Record extracts:
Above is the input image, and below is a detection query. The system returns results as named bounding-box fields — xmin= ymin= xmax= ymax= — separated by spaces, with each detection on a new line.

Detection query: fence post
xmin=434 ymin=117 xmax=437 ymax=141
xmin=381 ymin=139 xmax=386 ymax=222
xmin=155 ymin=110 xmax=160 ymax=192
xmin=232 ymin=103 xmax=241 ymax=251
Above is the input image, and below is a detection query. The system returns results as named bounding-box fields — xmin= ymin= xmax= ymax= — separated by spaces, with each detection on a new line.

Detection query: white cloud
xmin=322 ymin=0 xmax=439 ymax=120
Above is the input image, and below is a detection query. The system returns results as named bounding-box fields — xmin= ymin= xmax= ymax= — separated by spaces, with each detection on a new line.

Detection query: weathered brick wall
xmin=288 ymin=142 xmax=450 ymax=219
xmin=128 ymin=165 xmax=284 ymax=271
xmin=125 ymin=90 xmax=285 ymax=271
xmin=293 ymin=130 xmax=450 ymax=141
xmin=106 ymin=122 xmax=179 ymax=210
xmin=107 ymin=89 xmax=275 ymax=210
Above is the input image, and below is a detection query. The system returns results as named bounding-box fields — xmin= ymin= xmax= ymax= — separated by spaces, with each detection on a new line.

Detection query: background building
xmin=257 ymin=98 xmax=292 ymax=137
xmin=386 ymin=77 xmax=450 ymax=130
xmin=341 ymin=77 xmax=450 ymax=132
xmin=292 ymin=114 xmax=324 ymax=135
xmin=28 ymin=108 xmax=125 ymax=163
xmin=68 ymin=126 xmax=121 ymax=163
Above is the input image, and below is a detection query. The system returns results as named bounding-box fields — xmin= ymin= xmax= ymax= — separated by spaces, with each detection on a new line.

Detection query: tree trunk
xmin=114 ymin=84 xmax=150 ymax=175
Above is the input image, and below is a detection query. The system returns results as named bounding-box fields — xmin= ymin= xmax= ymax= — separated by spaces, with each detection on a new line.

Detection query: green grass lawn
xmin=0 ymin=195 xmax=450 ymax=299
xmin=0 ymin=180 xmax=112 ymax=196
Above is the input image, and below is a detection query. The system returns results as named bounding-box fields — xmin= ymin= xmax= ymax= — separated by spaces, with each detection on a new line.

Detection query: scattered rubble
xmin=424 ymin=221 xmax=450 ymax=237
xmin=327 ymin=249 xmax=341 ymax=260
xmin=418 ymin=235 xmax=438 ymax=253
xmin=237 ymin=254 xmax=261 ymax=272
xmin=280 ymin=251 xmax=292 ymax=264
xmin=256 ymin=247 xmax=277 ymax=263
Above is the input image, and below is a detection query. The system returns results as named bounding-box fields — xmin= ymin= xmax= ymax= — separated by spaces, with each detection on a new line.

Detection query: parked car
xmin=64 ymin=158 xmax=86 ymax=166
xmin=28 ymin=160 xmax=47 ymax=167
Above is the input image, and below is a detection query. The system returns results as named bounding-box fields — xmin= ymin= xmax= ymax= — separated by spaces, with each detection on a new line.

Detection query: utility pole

==

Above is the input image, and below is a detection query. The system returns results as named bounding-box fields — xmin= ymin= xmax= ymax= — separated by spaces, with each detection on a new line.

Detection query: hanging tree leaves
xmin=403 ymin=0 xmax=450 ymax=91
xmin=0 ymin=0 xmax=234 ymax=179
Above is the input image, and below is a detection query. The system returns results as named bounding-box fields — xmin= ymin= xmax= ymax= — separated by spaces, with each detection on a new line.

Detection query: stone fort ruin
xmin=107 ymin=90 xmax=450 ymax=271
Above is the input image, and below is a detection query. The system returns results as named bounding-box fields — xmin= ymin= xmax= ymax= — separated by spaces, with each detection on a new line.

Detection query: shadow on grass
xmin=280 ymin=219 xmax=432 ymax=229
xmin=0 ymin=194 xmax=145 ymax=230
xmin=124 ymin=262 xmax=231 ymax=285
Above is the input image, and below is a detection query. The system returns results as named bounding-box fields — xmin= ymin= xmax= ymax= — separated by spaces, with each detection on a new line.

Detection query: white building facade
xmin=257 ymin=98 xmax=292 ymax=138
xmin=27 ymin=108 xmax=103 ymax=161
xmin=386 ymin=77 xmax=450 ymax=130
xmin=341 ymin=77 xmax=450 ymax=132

Problem details: State how many lines in the rows above contain the string "grass", treating uppercase and lowercase as different. Give only the number.

Solution: 2